_Record set_
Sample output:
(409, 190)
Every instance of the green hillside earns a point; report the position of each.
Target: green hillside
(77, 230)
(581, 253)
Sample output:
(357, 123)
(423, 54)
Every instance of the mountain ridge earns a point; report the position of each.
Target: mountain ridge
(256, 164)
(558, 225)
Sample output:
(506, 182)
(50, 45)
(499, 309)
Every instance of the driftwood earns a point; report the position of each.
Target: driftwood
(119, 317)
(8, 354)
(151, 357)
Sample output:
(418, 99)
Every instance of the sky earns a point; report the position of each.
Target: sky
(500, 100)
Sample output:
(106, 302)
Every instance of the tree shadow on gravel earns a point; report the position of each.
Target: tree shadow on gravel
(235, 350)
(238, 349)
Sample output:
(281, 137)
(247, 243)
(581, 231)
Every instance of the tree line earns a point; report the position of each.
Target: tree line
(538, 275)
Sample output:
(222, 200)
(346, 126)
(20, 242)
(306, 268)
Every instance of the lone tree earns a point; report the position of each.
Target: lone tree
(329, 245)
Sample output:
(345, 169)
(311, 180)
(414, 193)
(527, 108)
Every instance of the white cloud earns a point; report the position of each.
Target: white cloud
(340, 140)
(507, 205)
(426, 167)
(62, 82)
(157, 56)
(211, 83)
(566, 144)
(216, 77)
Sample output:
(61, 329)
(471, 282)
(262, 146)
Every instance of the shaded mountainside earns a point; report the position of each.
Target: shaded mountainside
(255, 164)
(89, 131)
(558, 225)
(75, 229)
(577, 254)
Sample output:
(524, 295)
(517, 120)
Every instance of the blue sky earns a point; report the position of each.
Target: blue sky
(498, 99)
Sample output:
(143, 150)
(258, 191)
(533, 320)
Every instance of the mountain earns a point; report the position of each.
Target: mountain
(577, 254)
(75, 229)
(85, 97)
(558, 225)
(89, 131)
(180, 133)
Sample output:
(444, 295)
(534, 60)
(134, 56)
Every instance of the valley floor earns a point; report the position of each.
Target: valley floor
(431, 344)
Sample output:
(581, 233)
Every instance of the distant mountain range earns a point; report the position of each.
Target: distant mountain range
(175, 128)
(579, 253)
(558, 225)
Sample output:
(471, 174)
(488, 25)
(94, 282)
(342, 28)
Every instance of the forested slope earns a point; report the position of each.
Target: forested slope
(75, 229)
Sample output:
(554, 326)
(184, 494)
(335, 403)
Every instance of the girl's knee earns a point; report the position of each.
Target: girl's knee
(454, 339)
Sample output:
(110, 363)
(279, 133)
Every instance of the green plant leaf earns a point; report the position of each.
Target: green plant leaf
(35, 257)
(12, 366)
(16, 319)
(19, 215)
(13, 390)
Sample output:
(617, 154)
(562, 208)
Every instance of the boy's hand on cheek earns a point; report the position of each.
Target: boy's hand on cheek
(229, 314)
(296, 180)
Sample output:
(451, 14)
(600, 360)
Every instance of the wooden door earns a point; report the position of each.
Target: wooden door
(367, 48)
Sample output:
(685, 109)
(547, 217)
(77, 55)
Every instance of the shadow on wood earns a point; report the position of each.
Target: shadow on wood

_Your goal_
Every record should be repeated exactly; please leave none out.

_Exercise result_
Sample output:
(409, 190)
Every instance of the green hillside earns a point; report the position of each.
Target: green hillside
(77, 230)
(581, 253)
Sample output:
(357, 123)
(423, 54)
Every instance of the mountain ridge earns a point; report the position of each.
Target: mountain ridge
(256, 164)
(558, 225)
Sample output:
(506, 182)
(50, 45)
(499, 309)
Every instance of the driftwood earns a point; report the position of each.
Target: driftwood
(119, 317)
(8, 354)
(151, 357)
Sample output:
(418, 99)
Every instance of the sky earns a point; report the position of each.
Target: sky
(500, 100)
Sample output:
(106, 302)
Every instance of the tree shadow on gravel earns a point; report the position of each.
Target: tree shadow on gravel
(235, 350)
(238, 349)
Sample output:
(281, 137)
(247, 243)
(581, 231)
Every instance of the tree line earns a point; report the position of each.
Target: tree line
(538, 275)
Sample output:
(222, 200)
(346, 126)
(20, 242)
(306, 268)
Every instance of the lone tree earns a point; report the position of each.
Target: lone tree
(329, 245)
Sample output:
(345, 169)
(311, 180)
(414, 193)
(527, 108)
Every instance of the white cloud earns a point; report the position of each.
Target: white cloud
(340, 140)
(507, 205)
(426, 167)
(62, 82)
(157, 56)
(211, 83)
(566, 144)
(216, 77)
Sample output:
(61, 329)
(471, 282)
(262, 146)
Every instance of the shaded mountainside earns a point; report the position of each.
Target: shaded mountainside
(255, 164)
(89, 131)
(558, 225)
(75, 229)
(577, 254)
Sample output:
(524, 295)
(517, 120)
Every instance of the blue sky earns a point; report the position of each.
Target: blue sky
(498, 99)
Sample output:
(143, 150)
(258, 191)
(533, 320)
Every instance of the mountain earns a point; report the position of each.
Target: mountain
(577, 254)
(75, 229)
(85, 97)
(558, 225)
(89, 131)
(180, 133)
Sample output:
(444, 295)
(534, 60)
(134, 56)
Every instance of the valley floor earns a point; report the position of each.
Target: valley floor
(431, 344)
Sample output:
(581, 233)
Every instance of the distant mountain range earns a point; report the position of each.
Target: distant mountain range
(175, 128)
(579, 253)
(558, 225)
Sample output:
(471, 174)
(488, 25)
(94, 282)
(342, 28)
Every instance of the forested slope earns a point; report the position of each.
Target: forested slope
(75, 229)
Sample output:
(554, 326)
(184, 494)
(335, 403)
Every instance of the girl's knee earns a point; report the position of each.
Target: girl's knee
(454, 339)
Sample output:
(110, 363)
(279, 133)
Every instance of the green plant leaf earns a point; report the position of each.
Target: green plant leaf
(35, 257)
(12, 366)
(16, 319)
(19, 215)
(13, 390)
Sample output:
(617, 154)
(562, 208)
Every instance of the boy's hand on cheek earns a point; report the position of each.
Target: boy's hand on cheek
(229, 314)
(296, 180)
Sample output:
(451, 14)
(600, 360)
Every instance of the wooden door earns a point; report the position of each.
Target: wooden door
(367, 48)
Sample output:
(685, 109)
(547, 217)
(77, 55)
Every instance of the shadow on wood earns a point; report the position of each.
Target: shadow on wood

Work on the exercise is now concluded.